◆ Exercise directions
Word for word, give the records again, dropping any picture they hold.

◆ Records shown
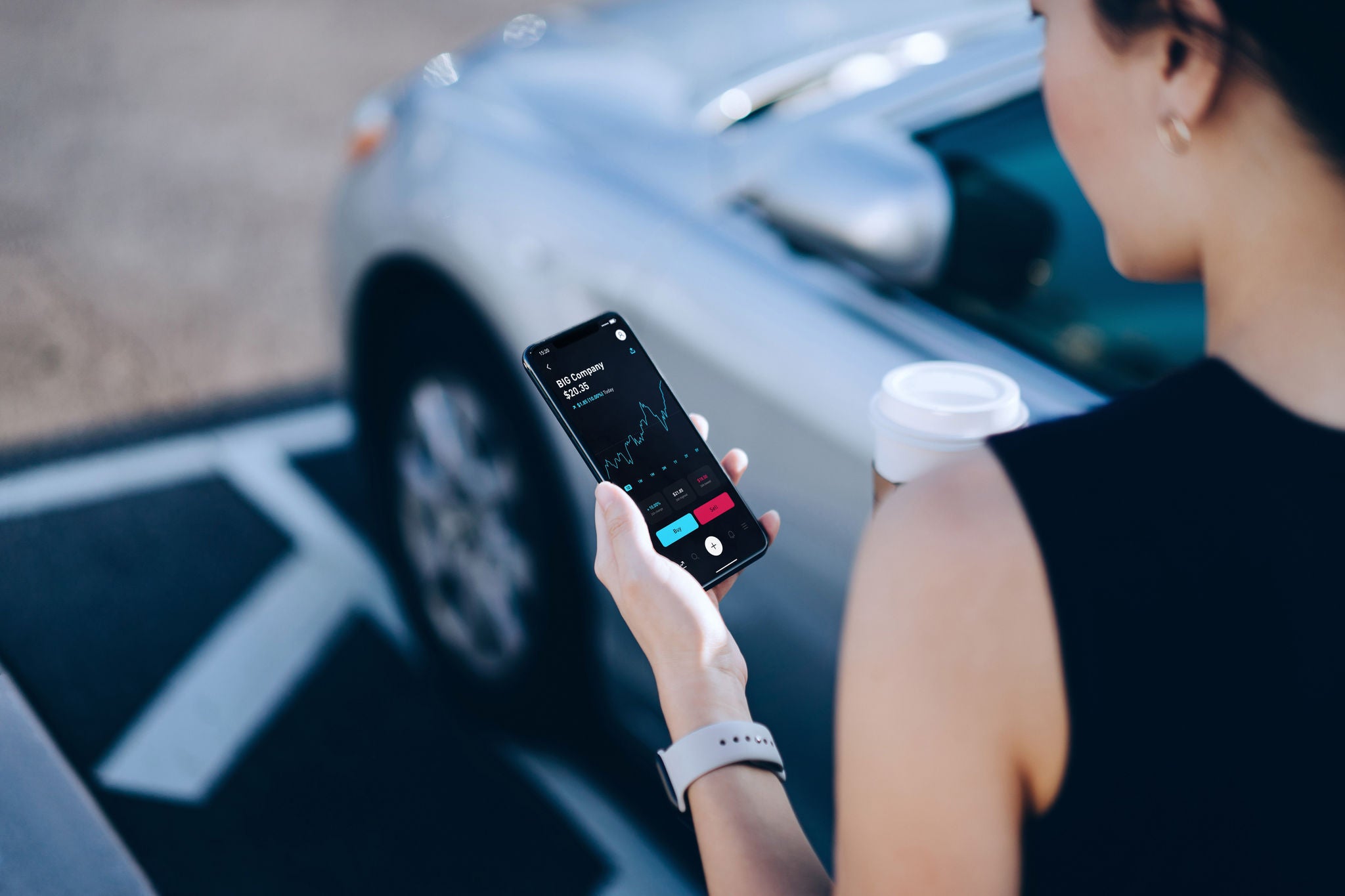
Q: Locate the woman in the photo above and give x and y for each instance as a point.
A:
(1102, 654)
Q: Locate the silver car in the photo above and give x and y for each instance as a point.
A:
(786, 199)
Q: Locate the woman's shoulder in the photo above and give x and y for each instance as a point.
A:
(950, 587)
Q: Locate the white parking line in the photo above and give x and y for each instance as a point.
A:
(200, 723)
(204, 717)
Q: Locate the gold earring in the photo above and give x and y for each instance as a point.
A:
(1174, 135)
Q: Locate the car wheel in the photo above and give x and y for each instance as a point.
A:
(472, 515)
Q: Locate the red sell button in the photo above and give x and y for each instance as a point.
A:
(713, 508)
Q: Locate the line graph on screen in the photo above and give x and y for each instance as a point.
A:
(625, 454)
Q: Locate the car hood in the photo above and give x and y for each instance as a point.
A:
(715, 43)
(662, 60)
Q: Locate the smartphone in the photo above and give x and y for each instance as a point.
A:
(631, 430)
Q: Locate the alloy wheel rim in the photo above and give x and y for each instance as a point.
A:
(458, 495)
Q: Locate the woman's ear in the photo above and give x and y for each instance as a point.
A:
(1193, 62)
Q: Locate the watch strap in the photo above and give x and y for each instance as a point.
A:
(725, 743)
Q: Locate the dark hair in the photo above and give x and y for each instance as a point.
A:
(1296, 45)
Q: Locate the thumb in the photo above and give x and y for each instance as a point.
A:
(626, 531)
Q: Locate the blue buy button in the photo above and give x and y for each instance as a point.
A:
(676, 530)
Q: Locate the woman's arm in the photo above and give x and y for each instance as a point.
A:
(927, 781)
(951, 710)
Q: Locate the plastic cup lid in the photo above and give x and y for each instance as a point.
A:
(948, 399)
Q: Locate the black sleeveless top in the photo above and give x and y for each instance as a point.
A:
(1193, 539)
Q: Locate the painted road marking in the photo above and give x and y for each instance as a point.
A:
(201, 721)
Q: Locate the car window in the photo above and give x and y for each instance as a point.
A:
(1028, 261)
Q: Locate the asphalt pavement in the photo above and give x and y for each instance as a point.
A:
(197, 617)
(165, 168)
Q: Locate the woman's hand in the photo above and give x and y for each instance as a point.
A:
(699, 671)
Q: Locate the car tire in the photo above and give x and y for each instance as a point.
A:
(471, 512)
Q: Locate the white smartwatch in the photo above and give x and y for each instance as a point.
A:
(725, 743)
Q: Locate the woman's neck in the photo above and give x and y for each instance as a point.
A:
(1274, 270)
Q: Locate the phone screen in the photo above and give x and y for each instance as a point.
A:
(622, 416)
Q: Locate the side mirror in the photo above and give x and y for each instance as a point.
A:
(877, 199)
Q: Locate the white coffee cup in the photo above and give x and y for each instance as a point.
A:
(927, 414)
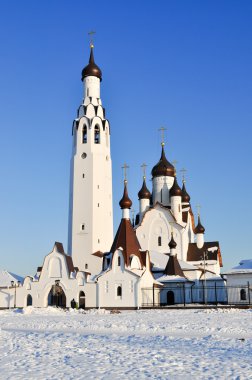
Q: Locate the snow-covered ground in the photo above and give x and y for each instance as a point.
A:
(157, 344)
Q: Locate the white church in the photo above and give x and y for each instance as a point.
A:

◆ Solution below
Q: Locate the woman in the photo above and give x and y for each instance as a point.
A:
(1102, 654)
Q: Locate the silver car in the photo above and give x and y for each instance as a point.
A:
(786, 199)
Q: Locate the woman's shoulder in the photo above and give x and y for each instance as a point.
A:
(950, 587)
Q: Locate the white parking line in the photo above and give x and y for each instance as a point.
A:
(200, 723)
(204, 717)
Q: Locate the gold earring in the photo above and give x and y for each instance as a point.
A:
(1174, 135)
Q: Locate the car wheel in the photo above and give x and y for each instance as a point.
A:
(472, 515)
Q: Locate the red sell button in the photo above and give x and y for each instance as a point.
A:
(713, 508)
Q: Locate the line graph on screen in the photo above and give x and y for each instance as a point.
A:
(625, 454)
Q: Locate the car hood in the photo above and give x and y for each instance as a point.
A:
(715, 43)
(662, 60)
Q: Locate the smartphone in the photo above and give x and y for each instance as a point.
A:
(631, 430)
Q: Locate the alloy wheel rim in the photo above and give x and y for each instance as a point.
A:
(458, 495)
Q: Locate the woman's ear in the photo above and give x and y for each instance as a point.
A:
(1193, 62)
Q: Locate the watch strap in the photo above and give x and y for each instance as a point.
A:
(725, 743)
Q: Locate the dark hair in the photo above and give x and y for each instance as a point.
A:
(1296, 45)
Q: Locate the thumb in the photo above and give x and y for each instance as a point.
A:
(626, 531)
Q: Locate the blue buy button in the photo above and give x and y for each instance as a point.
A:
(676, 530)
Q: Locate the woman's arm in the photo above and give x and y for each instance as a point.
A:
(927, 781)
(951, 710)
Q: Locate the plastic cup lid in the photo above and give x and y for each instance as a point.
A:
(948, 399)
Q: Locate the black sleeveless top in the photo above and give x and y for each instance as a point.
A:
(1193, 539)
Q: Locate the painted road marking in the photo above and give x and y for each instance as a point.
A:
(201, 721)
Q: Locate the car window in the photo above and give x and y for each instance as a point.
A:
(1028, 261)
Q: Locate the asphalt pavement in the photo above and give x and y for each instance as a point.
A:
(197, 617)
(165, 168)
Q: Locate the woman's hand in the photo above and give x and y for each instance as a point.
A:
(699, 671)
Q: Locate the car tire in the photo above and give x and y for each instance as a point.
A:
(471, 512)
Q: Locate the white smartwatch in the photo above and give x and y for each instance as a point.
A:
(725, 743)
Q: Locate the woman's neck in the photo above and give x and y for each instance as a point.
A:
(1274, 270)
Q: Locate the phone screen in the photo above and give x and y for each instance as a point.
A:
(622, 416)
Q: Locate the side mirror in the photo above and give x and y for each instance as a point.
A:
(877, 199)
Q: Locate the white coffee cup in the photo above and give x and y for each instance as a point.
A:
(927, 414)
Q: Locate the snow-covered ground in the photo above and give x and y for each instance as a point.
A:
(157, 344)
Q: Locate the white church in the photo above and give x and y for each instance as a point.
A:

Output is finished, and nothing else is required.